## SOURCE TEXT
National Labor Relations Board v. Noel Canning

The Recess Appointments Clause is an exception to the normal constitutional requirement that the Senate confirm presidential officers. It allows the president “to fill up all Vacancies that may happen during the Recess of the Senate.” President Obama announced three NLRB appointments Jan. 4, 2012, when the Senate was operating every Tuesday and Friday until Jan. 20 under a resolution calling for pro forma sessions with “no business transacted.”

Did the three vacancies (1) “happen during” (2) “the recess”? A unanimous Supreme Court held that the president’s appointments were unconstitutional, but split 5-4 on the rationale. That split was deep, as we shall see in a moment. The two camps of justices used different methodologies and divided over the decision’s ramifications for the executive/legislative power balance. The court did not examine what Noel Canning would do to Labor Board decisions that lacked a quorum.

The majority (Breyer plus Kennedy, Ginsburg, Kagan and Sotomayor) held that vacancies occurring before a recess should be construed to “happen during” the recess. Justice Breyer noted: “the most natural meaning of “happens” as applied to a “vacancy” (at least to the modern ear) is that the vacancy “happens” when it first occurs.” But he concluded that purpose (augmenting presidential power) and historical practice (recess appointments for at least 75 years) trumped the natural meaning of “happen during.” Presidents thus may make recess appointments to fill vacancies that begin before the recess.

The more complex argument was over what “the recess” means. Justice Breyer said: “the recess” might suggest that the phrase refers to the single break separating formal sessions of Congress [as] “the” frequently (but not always) indicates “a particular thing.”

But he concluded that “the” means not only the inter-session recess every two years but also numerous shorter intra-session recesses. Purpose (“continued functioning” of the government absent the Senate), history (“thousands” of post-WWII intra-session appointments without formal Senate objection) and Senate practices (longer sessions, more short intra-session breaks) convinced the court that “the Recess” means any substantial break in Senate sessions. However, these appointments were unlawful, said the majority, because they were made when the Senate, under its own resolution, held sessions every three days that could have been used to conduct business. The court also opined that adjournments for four to 10 days were “presumptively” too short for recess appointments absent “unusual circumstances” like a “national catastrophe.”

## EXTRACTED RECORDS
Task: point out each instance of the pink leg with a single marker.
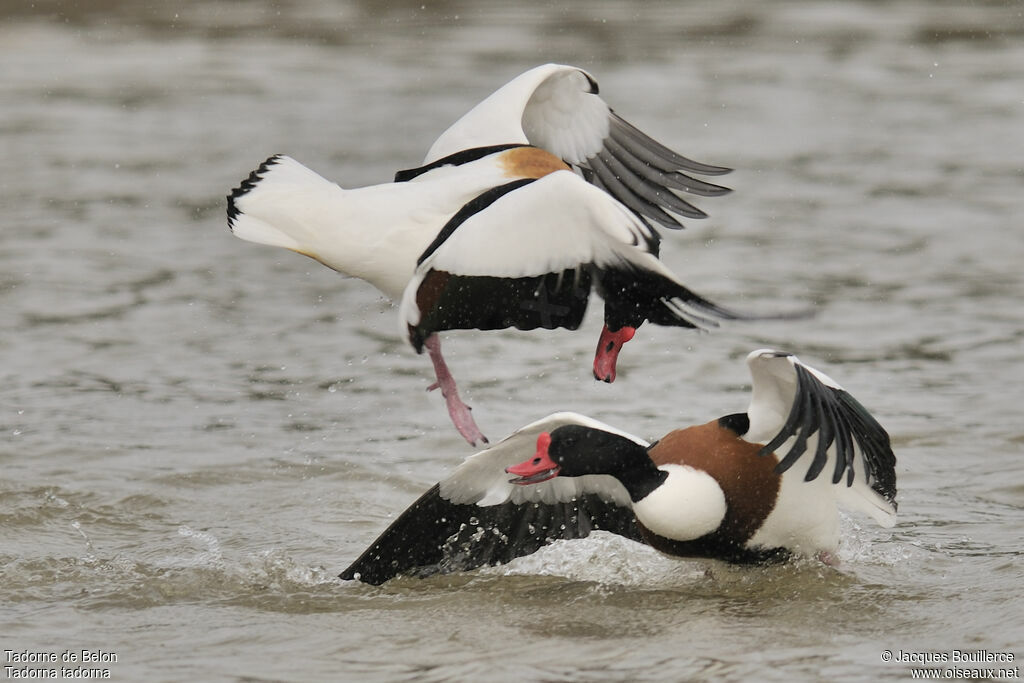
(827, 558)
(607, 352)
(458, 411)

==

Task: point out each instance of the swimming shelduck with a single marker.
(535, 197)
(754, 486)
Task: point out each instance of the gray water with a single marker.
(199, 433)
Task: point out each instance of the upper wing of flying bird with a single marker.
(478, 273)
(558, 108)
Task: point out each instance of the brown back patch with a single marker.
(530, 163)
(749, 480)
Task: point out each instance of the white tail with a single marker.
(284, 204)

---

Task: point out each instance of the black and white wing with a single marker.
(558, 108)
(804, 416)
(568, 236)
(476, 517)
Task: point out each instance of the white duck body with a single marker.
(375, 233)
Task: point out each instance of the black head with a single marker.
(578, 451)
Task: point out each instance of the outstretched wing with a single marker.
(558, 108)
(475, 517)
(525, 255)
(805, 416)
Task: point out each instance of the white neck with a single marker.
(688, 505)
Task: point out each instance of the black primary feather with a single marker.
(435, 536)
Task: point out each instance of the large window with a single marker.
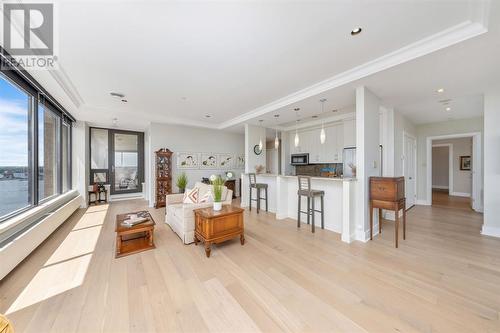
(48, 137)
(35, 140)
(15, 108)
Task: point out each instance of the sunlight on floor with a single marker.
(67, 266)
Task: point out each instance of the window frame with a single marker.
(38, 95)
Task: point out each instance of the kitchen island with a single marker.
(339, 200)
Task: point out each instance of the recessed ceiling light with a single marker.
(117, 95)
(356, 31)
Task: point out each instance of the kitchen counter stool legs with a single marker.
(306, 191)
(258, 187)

## REQUIRED TASKS
A: Rewrite the Noel Canning text from "The majority (Breyer" to "before the recess.", putting "plain meaning" in place of "natural meaning".
B: Using the Noel Canning text, mark each statement yes or no, and quote the words that decide it: (i) The Supreme Court split 5-4 on whether the appointments were constitutional. (ii) The court looked at what the ruling would mean for Labor Board decisions that lacked a quorum. (iii) President Obama announced three NLRB appointments on Jan. 4, 2012.
The rows have nothing to do with this work.

## IN RESPONSE
A:
The majority (Breyer plus Kennedy, Ginsburg, Kagan and Sotomayor) held that vacancies occurring before a recess should be construed to “happen during” the recess. Justice Breyer noted: “the most plain meaning of “happens” as applied to a “vacancy” (at least to the modern ear) is that the vacancy “happens” when it first occurs.” But he concluded that purpose (augmenting presidential power) and historical practice (recess appointments for at least 75 years) trumped the plain meaning of “happen during.” Presidents thus may make recess appointments to fill vacancies that begin before the recess.

B:
(i) No: "A unanimous Supreme Court held that the president’s appointments were unconstitutional, but split 5-4 on the rationale."
(ii) No: "The court did not examine what Noel Canning would do to Labor Board decisions that lacked a quorum."
(iii) Yes: "President Obama announced three NLRB appointments Jan. 4, 2012"